◆ Metin Bölümü ◆
════════

Kanımızca polis, bu sınavı geçemedi. Zaman zaman sosyal medyada, bizleri gülümseten, iyi şeyler de oluyormuş dedirten resim ve videolar gördük. Polisler ile protestocular arasında komik ve sıcak diyaloglar yaşandı. [ "Ne yapayım o..ayım mı?" diyen polis amirinin videosu  http://gundem.milliyet.com.tr/-bir-anda-kendimi-kaybettim-/gundem/detay/1726601/default.htm ]
 
Elbette ki polis, devletin kolluk gücü olarak hukukça belirlenen oranda ve gerektiğinde , İçişleri Bakanı, Vali gibi amirlerinden aldığı emirler doğrultusunda şiddet kullanma hakkına ve imkanına sahiptir. Fakat ağırlıklı olarak gördüğümüz, bir kısım polisin olayı kişiselleştirdiği, olayın bir tarafı haline geldiğidir. Bu noktada, polisin uzun ve zorlu çalışma satleri ile koşulları, aldıkları sorumluluğa göre düşük denebilecek maaşları vs gibi olumsuz şartların da bireysel olarak polisi baskı altına almıştır denebilir. Fakat hiçbir şart, polisin kendi vatandaşına, üstelik şiddet eylemleri kısıtlı bir topluumsal olayda, gereksiz şiddet göstermesini haklı çıkartmaz.
 
İstanbul Valisi - İçişleri Bakanı - Başbakan arasında koordinasyon eksikliği olduğu ama ilişkilerin ağırlıklı olarak Başbakan'ın çizdiği çerçevede ilerlediği görüldü. Yani bu emir komuta zincirinde Başbakan'ın üslubu ve karakteri ağır bastı denebilir.
 
Bu durumda halkın bir bölümü ile Başbakan sürekli karşı karşıya gelmiş oldu. Meydanda polis müdahalesinde Başbakan'ın üslubu ile karşılaştı halk, topladığı yüzbinlere seslenen Başbakan'ın üslubu zaman zaman tüylerimizi diken diken etti. Üslub hırçınlaştıkça hırçınlaştı ve o noktada başlayan hırçınlık, tabana doğru, bir çığ gibi artarak ulaştı. Çapulcu, ayyaş, vandal yakıştırmaları üst üste geldi ve neyse ki çok fazla değil ama yer yer gruplar arası kavgalar yaşandı, Erdoğancılar ve Protestocular olarak yeni bir bölünmenin yaşandığı görüldü. Bu, en büyük tehlikedir. Türk halkının yeni bir bölünme denemesine ihtiyacı yok.  Ve siyasi liderler ile Başbakan'ın buna ön ayak olmamak için,  tarihi misyonları olduğunu unutmamalarını umuyoruz.

════════

◆ Alıntılanan Kayıtlar ◆
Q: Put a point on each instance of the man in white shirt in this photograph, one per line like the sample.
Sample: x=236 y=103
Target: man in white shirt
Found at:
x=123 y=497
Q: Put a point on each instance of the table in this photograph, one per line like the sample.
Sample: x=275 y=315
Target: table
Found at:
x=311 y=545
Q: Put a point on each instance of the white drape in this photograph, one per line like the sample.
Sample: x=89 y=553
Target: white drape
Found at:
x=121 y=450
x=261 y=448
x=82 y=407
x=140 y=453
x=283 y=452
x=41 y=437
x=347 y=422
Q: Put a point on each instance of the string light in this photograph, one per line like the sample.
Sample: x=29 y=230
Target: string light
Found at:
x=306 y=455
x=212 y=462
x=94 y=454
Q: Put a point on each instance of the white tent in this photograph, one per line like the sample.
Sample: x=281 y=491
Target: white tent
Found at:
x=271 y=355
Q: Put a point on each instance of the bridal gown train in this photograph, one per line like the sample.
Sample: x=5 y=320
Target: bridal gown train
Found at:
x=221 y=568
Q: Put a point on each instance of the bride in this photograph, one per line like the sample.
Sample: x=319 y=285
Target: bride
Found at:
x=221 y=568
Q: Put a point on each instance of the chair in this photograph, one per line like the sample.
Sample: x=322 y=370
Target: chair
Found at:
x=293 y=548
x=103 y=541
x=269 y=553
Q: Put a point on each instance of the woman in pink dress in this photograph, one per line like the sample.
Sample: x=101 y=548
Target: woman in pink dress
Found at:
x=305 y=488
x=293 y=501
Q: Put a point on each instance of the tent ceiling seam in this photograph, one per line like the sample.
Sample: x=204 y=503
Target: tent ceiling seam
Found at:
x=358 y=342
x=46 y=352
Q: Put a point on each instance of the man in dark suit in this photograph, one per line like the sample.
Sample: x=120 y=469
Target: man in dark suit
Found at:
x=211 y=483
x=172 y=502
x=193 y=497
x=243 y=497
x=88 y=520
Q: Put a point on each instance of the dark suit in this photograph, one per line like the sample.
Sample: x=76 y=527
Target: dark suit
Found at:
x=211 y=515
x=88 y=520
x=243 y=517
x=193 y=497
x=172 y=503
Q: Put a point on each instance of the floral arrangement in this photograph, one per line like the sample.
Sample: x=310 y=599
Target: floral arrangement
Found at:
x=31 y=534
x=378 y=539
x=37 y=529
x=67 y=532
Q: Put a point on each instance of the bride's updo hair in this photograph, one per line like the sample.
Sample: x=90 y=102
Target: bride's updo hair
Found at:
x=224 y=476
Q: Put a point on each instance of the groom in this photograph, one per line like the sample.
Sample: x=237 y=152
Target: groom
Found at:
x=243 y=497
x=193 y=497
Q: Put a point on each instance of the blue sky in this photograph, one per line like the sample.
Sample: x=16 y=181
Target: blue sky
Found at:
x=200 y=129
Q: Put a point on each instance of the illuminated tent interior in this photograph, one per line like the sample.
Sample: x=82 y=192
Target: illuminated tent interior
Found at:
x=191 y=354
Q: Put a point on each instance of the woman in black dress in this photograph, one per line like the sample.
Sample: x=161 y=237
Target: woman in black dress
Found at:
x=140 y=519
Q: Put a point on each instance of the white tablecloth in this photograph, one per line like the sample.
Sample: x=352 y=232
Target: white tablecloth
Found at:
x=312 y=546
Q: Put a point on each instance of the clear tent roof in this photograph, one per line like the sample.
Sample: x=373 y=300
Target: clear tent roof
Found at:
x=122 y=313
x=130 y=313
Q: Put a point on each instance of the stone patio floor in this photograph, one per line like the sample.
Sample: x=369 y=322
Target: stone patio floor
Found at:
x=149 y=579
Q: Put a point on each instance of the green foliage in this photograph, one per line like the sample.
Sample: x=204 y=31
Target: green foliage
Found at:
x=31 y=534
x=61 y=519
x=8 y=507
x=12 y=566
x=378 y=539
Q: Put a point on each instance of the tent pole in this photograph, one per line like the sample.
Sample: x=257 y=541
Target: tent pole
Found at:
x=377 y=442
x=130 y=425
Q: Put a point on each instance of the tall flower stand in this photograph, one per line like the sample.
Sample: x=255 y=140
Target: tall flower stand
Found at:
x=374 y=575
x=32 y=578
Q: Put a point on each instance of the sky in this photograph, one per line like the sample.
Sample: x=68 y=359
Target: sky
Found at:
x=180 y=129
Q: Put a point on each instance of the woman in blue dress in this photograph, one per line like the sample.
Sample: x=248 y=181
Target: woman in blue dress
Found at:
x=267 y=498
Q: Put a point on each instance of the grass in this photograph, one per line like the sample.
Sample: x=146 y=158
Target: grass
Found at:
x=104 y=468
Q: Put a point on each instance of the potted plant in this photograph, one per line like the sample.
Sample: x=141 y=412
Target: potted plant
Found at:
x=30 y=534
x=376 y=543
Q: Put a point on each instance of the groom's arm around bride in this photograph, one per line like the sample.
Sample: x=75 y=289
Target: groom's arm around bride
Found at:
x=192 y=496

════════

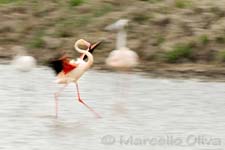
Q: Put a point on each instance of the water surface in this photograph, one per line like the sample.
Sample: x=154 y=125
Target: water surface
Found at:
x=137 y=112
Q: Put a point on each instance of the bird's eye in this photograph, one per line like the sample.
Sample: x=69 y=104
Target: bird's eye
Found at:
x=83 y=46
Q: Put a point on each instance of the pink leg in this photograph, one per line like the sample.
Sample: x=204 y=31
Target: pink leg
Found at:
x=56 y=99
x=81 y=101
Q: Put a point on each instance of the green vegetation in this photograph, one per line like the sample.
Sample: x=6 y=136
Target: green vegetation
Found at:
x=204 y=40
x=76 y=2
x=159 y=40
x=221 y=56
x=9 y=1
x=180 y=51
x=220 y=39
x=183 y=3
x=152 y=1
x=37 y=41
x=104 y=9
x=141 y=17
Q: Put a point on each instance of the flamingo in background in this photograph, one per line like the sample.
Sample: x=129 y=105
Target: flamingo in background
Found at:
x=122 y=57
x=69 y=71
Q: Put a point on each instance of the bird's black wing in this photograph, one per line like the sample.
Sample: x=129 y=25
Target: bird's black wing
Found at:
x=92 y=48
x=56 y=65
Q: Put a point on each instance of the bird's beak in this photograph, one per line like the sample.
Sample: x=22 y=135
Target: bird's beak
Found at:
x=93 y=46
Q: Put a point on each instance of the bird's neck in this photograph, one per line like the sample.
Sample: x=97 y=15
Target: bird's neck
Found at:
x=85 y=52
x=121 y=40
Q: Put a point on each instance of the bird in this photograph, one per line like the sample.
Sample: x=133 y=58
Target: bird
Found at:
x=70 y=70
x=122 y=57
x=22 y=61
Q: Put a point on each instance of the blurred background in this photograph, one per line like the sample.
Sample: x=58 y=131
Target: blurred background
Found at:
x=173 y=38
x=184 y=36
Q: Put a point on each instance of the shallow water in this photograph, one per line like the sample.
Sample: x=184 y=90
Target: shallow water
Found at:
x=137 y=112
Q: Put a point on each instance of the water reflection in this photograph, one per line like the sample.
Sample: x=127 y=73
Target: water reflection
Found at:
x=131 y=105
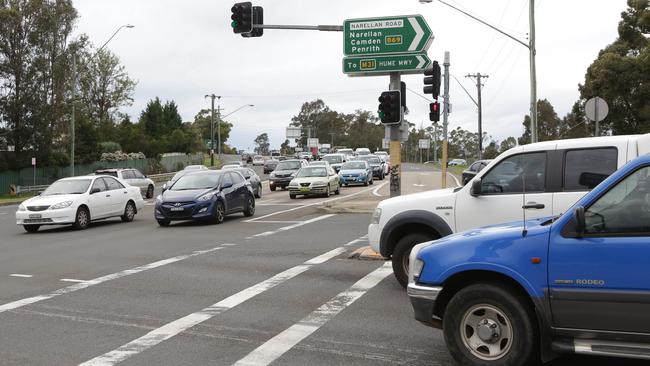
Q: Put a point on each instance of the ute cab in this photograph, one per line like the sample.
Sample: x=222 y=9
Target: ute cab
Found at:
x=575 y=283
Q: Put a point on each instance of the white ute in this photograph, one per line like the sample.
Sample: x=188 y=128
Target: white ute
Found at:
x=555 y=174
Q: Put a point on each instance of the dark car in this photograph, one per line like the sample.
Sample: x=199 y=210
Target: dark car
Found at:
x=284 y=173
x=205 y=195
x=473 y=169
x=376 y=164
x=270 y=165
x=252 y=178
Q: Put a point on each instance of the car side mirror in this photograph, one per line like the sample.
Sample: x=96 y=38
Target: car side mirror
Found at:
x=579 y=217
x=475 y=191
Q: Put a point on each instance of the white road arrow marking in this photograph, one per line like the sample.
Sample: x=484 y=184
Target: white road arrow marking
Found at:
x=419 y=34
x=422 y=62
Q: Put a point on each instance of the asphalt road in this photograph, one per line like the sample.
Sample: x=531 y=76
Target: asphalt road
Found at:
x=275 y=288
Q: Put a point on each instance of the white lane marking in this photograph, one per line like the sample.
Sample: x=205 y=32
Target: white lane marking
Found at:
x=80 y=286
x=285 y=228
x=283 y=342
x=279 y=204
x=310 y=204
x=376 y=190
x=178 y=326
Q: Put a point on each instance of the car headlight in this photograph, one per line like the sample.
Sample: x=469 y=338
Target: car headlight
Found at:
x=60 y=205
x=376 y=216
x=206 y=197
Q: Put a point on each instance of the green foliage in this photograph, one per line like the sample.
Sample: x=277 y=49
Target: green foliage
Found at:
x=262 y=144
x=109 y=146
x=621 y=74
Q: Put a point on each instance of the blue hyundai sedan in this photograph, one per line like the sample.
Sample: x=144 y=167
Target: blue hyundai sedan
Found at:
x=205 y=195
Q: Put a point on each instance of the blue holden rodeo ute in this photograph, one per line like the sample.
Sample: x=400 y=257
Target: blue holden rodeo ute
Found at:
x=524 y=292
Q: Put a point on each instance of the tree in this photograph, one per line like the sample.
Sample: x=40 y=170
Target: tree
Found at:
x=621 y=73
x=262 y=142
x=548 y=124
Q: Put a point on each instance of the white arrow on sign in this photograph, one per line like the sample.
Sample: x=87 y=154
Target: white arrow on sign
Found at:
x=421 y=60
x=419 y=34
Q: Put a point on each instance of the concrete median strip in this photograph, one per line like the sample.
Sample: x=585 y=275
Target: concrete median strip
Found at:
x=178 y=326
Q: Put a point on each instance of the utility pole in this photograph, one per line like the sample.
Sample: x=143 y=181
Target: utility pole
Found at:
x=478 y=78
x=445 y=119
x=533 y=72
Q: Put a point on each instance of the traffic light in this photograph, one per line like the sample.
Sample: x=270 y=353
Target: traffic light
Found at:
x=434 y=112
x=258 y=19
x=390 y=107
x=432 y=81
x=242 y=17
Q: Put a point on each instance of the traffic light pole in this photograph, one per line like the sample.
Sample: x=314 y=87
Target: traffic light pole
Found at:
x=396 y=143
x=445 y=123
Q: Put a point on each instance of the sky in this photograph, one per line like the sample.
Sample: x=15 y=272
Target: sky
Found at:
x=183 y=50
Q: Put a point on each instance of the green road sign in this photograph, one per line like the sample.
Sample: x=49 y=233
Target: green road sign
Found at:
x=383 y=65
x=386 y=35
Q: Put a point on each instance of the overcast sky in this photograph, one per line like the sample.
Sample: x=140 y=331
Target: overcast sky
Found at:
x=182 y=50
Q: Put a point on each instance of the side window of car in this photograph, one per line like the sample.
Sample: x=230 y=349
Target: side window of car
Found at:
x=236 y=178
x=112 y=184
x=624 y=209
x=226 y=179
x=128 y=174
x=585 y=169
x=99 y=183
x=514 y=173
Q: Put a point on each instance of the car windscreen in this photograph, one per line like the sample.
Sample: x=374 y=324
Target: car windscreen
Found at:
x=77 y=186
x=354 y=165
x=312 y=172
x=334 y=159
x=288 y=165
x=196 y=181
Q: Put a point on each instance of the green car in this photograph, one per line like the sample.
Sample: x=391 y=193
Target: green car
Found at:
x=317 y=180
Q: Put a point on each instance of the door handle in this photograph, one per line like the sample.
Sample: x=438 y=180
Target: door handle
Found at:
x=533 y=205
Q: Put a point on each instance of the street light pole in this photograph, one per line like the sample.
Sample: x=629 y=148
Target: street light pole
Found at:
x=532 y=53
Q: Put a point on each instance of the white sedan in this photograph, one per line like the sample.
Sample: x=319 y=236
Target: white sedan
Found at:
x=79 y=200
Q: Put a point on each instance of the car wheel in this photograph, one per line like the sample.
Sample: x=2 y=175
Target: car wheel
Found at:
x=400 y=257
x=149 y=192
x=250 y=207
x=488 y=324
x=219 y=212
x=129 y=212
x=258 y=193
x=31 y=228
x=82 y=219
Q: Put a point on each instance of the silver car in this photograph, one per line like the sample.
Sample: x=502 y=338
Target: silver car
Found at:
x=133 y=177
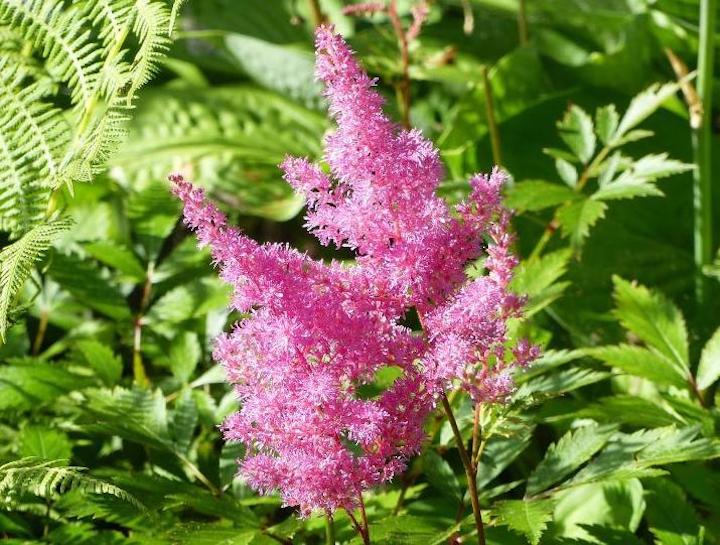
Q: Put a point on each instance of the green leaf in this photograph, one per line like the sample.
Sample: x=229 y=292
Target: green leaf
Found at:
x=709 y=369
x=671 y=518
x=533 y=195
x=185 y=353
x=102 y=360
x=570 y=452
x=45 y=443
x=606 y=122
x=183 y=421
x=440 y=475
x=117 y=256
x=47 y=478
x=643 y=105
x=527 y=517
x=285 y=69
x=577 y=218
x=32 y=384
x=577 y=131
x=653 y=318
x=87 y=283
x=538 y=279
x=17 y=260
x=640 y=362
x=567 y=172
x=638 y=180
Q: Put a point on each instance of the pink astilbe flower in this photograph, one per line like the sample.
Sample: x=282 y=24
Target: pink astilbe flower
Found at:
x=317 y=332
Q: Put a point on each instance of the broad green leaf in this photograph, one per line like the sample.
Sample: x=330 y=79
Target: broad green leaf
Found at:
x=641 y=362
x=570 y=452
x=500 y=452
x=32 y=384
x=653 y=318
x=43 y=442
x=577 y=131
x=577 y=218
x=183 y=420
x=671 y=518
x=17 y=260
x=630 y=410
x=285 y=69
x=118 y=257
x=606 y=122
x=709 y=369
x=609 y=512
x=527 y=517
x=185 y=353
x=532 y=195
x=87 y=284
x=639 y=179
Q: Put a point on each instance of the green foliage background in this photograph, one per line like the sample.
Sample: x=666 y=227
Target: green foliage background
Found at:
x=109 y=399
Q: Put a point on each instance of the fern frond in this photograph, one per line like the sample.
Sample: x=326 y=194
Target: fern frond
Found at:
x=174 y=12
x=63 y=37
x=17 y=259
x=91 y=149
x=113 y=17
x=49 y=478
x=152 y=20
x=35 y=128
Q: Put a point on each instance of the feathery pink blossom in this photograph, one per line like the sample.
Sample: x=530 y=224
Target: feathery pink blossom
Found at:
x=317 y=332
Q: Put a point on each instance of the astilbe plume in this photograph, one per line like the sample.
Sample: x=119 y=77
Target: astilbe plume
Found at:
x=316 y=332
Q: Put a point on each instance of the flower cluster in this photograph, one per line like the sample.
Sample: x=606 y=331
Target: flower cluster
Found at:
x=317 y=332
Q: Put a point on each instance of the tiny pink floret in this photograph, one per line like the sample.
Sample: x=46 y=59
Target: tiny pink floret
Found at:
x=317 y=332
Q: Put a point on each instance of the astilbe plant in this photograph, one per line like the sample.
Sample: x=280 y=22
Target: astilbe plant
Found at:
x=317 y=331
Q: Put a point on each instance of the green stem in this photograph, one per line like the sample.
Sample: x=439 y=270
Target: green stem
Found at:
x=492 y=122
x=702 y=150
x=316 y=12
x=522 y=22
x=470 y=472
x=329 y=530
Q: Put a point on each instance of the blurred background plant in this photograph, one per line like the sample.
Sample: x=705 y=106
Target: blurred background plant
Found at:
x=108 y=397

════════

◆ Görev Koşulları ◆
1 > Aşağıdaki (a), (b) ve (c) ifadelerinin metin bölümüyle uyuşup uyuşmadığını belirtin. Her biri için evet ya da hayır deyin ve kararı belirleyen sözleri metinden aynen alıntılayın.
(a) Polis, İçişleri Bakanı ve Vali gibi amirlerinden aldığı emirler doğrultusunda şiddet kullanma hakkına sahiptir.
(b) Gruplar arasındaki kavgalar çok fazla sayıda yaşandı.
(c) Emir komuta zincirinde İstanbul Valisi'nin üslubu ağır bastı.
2 > Metin bölümünde "İstanbul Valisi - İçişleri" sözleriyle başlayıp "ağır bastı denebilir." sözleriyle biten kısmı hiç değiştirmeden yazın.

◆ Çözümler ◆
1 >
(a) Evet: "İçişleri Bakanı, Vali gibi amirlerinden aldığı emirler doğrultusunda şiddet kullanma hakkına ve imkanına sahiptir"
(b) Hayır: "neyse ki çok fazla değil ama yer yer gruplar arası kavgalar yaşandı"
(c) Hayır: "Yani bu emir komuta zincirinde Başbakan'ın üslubu ve karakteri ağır bastı denebilir."

2 >
İstanbul Valisi - İçişleri Bakanı - Başbakan arasında koordinasyon eksikliği olduğu ama ilişkilerin ağırlıklı olarak Başbakan'ın çizdiği çerçevede ilerlediği görüldü. Yani bu emir komuta zincirinde Başbakan'ın üslubu ve karakteri ağır bastı denebilir.